_What the task asks_
Leave every picture out, and write out the remaining entries exactly.

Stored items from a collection
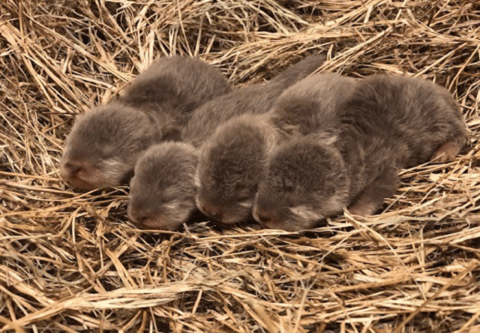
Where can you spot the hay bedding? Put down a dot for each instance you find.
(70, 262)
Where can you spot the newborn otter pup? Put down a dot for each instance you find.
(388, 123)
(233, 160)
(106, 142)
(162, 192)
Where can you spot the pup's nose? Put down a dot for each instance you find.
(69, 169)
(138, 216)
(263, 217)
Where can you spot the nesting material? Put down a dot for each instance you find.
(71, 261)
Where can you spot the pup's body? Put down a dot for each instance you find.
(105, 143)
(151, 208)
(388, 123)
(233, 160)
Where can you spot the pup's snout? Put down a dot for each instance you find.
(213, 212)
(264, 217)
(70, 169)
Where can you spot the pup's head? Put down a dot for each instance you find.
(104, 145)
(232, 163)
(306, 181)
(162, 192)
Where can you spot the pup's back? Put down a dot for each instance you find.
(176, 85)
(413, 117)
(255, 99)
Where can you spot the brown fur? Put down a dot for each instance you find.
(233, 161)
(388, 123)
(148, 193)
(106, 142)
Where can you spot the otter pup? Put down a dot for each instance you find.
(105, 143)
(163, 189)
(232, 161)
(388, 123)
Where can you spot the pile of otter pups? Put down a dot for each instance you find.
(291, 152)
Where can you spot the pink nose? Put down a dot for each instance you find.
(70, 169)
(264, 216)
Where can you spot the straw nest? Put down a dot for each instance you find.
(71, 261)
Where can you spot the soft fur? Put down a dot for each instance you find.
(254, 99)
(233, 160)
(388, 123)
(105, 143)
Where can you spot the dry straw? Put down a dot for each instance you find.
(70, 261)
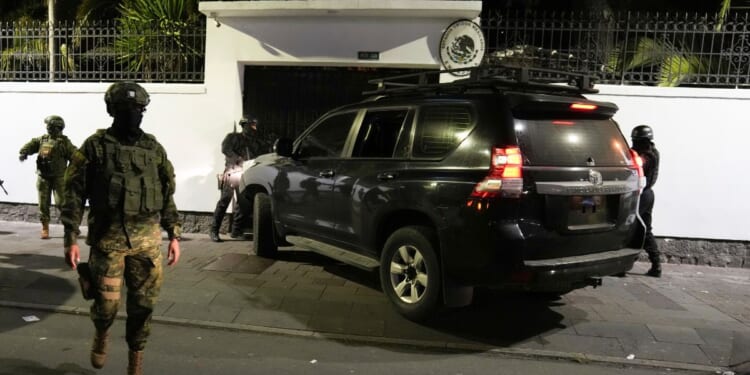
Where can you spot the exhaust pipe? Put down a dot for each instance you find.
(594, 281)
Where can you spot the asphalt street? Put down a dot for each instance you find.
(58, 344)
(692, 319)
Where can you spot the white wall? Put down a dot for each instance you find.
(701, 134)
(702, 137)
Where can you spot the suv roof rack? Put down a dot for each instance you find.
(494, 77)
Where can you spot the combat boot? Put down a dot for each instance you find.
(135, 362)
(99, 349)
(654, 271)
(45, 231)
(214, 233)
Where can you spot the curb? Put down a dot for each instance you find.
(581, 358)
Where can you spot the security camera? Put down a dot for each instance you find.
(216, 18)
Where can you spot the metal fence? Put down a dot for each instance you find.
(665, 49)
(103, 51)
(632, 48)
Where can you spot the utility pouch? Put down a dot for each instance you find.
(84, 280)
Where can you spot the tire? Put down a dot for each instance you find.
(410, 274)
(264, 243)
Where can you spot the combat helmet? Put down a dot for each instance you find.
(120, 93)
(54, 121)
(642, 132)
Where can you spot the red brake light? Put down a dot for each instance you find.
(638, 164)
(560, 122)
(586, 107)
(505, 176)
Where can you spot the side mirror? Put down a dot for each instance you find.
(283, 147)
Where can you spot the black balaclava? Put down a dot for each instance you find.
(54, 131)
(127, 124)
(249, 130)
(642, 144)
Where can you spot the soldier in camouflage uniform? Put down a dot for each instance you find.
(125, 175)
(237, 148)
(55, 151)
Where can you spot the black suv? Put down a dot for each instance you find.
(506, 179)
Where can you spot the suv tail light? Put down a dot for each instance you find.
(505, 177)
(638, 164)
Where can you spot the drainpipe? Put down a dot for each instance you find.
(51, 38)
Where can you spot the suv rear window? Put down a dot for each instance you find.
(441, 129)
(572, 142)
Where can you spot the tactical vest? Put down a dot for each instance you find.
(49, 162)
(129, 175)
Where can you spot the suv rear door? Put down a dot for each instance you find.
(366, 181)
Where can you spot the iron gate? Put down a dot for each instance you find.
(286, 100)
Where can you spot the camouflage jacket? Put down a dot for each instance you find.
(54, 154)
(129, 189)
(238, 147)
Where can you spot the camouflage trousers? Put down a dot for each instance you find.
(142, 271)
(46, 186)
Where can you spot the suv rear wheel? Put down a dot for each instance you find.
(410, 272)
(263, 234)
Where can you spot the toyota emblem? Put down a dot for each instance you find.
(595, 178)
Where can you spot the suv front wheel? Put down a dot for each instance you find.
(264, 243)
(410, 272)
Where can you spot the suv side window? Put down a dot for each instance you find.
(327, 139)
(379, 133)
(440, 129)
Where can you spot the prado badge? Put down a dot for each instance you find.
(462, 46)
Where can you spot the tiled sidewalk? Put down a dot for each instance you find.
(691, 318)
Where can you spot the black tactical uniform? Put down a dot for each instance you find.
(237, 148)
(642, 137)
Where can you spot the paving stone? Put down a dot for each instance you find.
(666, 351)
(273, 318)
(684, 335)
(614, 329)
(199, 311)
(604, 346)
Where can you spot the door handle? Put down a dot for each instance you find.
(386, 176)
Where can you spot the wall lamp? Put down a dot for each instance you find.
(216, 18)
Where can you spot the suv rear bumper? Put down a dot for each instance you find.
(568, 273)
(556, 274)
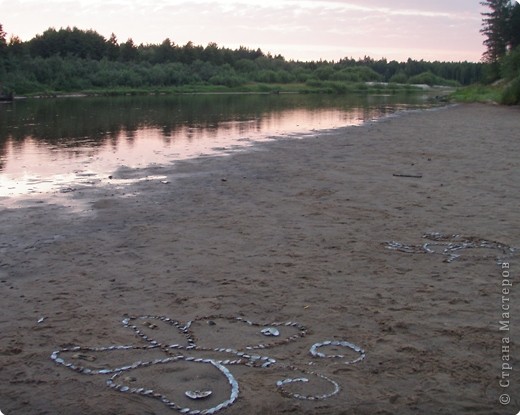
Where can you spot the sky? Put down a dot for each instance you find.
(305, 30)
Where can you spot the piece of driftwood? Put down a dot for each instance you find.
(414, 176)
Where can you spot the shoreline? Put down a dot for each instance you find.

_Answer box_
Where can you spot the hay bedding? Put down a dot for each instance you find.
(70, 262)
Where can you spot the newborn otter pup? Put down a dot for each instance you find.
(388, 123)
(233, 160)
(106, 142)
(162, 192)
Where can you spot the pup's nose? Put down a dot for each instance you find.
(69, 169)
(138, 216)
(263, 217)
Where can you spot the nesting material? Put down a dot for each instance you find.
(71, 261)
Where can you spot the pup's body? Put down a dot for each instance you find.
(105, 143)
(151, 208)
(388, 123)
(233, 160)
Where can you spot the pup's snout? Put down a dot for each instance you find.
(213, 212)
(264, 217)
(70, 169)
Where can you spot the pup's head? Put down a dot for each instance you find.
(104, 145)
(232, 163)
(306, 181)
(162, 192)
Where can you spot the pup's back? Put down a dot for each instance you find.
(176, 85)
(413, 117)
(255, 99)
Where can you spot the brown fur? Put down a dot for each instance you find.
(233, 161)
(388, 123)
(148, 193)
(106, 142)
Where can you spot the otter pup? Put down a dot for each instance you find.
(105, 143)
(163, 189)
(232, 161)
(388, 123)
Where can you spot the pile of otter pups? Put down a dot for each instance you find.
(291, 152)
Where can you spot the pink nose? Put down a dot for each instance you find.
(70, 169)
(264, 216)
Where can you spot the straw nest? Put down a dot for each instance you find.
(71, 261)
Where can you spot the soft fur? Put down a dot for each instance you find.
(254, 99)
(233, 160)
(388, 123)
(105, 143)
Where can you spot the dry straw? Put down a dot for each instance you find.
(70, 261)
Where can you spot the exhaust pipe? Put down a dot for each instance you find.
(594, 281)
Where can you spot the asphalt street? Put down a dot for each instance you find.
(58, 344)
(692, 319)
Where can you spot the white wall? Put down a dot for each instance you find.
(701, 134)
(702, 137)
Where can you spot the suv roof rack? Put down a dot for each instance you find.
(494, 77)
Where can you spot the combat boot? Put down a dot for each instance you find.
(135, 362)
(99, 349)
(654, 271)
(45, 231)
(214, 233)
Where can you spot the curb? Put down a dot for each instance you find.
(581, 358)
Where can you spot the security camera? Put down a dot for each instance you find.
(216, 18)
Where can you spot the metal fence? Put down a dot for each instance you find.
(665, 49)
(103, 51)
(632, 48)
Where can you spot the utility pouch? Put down a dot for each instance you find.
(84, 280)
Where can you spot the tire? Put down a dot for each instance you find.
(410, 274)
(264, 243)
Where can you spot the combat helmet? Put down a dot for each instance you find.
(120, 93)
(54, 121)
(642, 132)
Where can you spot the red brake light? Put down a dot for each instance you find.
(638, 164)
(560, 122)
(586, 107)
(505, 176)
Where can you spot the side mirror? Put down a dot for each instance you find.
(283, 147)
Where can you spot the black balaclava? Put down a dot for each instance you find.
(54, 131)
(127, 124)
(249, 130)
(642, 144)
Where can you spot the soldier in camouflage uniform? Put down a dot for each instance you find.
(125, 175)
(237, 148)
(55, 151)
Where can you spot the black suv? Put down a dot for each instance you find.
(506, 179)
Where can you spot the suv tail light? Put down a dot for each instance you find.
(505, 177)
(638, 164)
Where can you spot the drainpipe? Put down a dot for each instance you find.
(51, 38)
Where can you spot the suv rear window? Put down a dot for each instance you find.
(441, 129)
(572, 142)
Where can you spot the tactical vest? Put down a dot for each instance you find.
(49, 162)
(129, 175)
Where can you spot the suv rear door? Put down a dot for each instance you find.
(366, 181)
Where can you spot the iron gate? Put down a dot for each instance you find.
(286, 100)
Where can you spot the camouflage jacket? Put down a dot for each instance you find.
(54, 154)
(129, 189)
(238, 147)
Where can you spot the camouflage trousers? Put down a dot for each instance you find.
(142, 271)
(46, 186)
Where can you spot the suv rear wheel? Put down a dot for each instance you find.
(410, 272)
(263, 234)
Where can you spot the toyota emblem? Put down a dot for each instance you find.
(595, 178)
Where can you spot the suv front wheel? Put down a dot for each instance you find.
(264, 243)
(410, 272)
Where can you spot the suv side window? Put down a dot for each instance you find.
(327, 139)
(379, 133)
(440, 129)
Where can you spot the prado badge? Put down a dot for each instance you find.
(462, 46)
Where can you spot the tiled sidewalk? Put down a dot for each instance you find.
(691, 318)
Where can you spot the black tactical uniform? Put down a dot for each instance you find.
(237, 148)
(642, 137)
Where can you spot the paving stone? Put down a dot for each instance you find.
(666, 351)
(273, 318)
(684, 335)
(614, 329)
(199, 311)
(604, 346)
Where can you spot the door handle? Put down a dot for each instance you find.
(386, 176)
Where can you spot the wall lamp? Put down a dot for each instance you find.
(216, 18)
Where can you spot the suv rear bumper? Put down a dot for each instance you find.
(568, 273)
(556, 274)
Where can you spot the sky? Put down a dot for each instance you find.
(305, 30)
Where can you spot the piece of driftwood? Put down a dot for each instance you find.
(414, 176)
Where can you spot the shoreline? Put down a dot for each instance you find.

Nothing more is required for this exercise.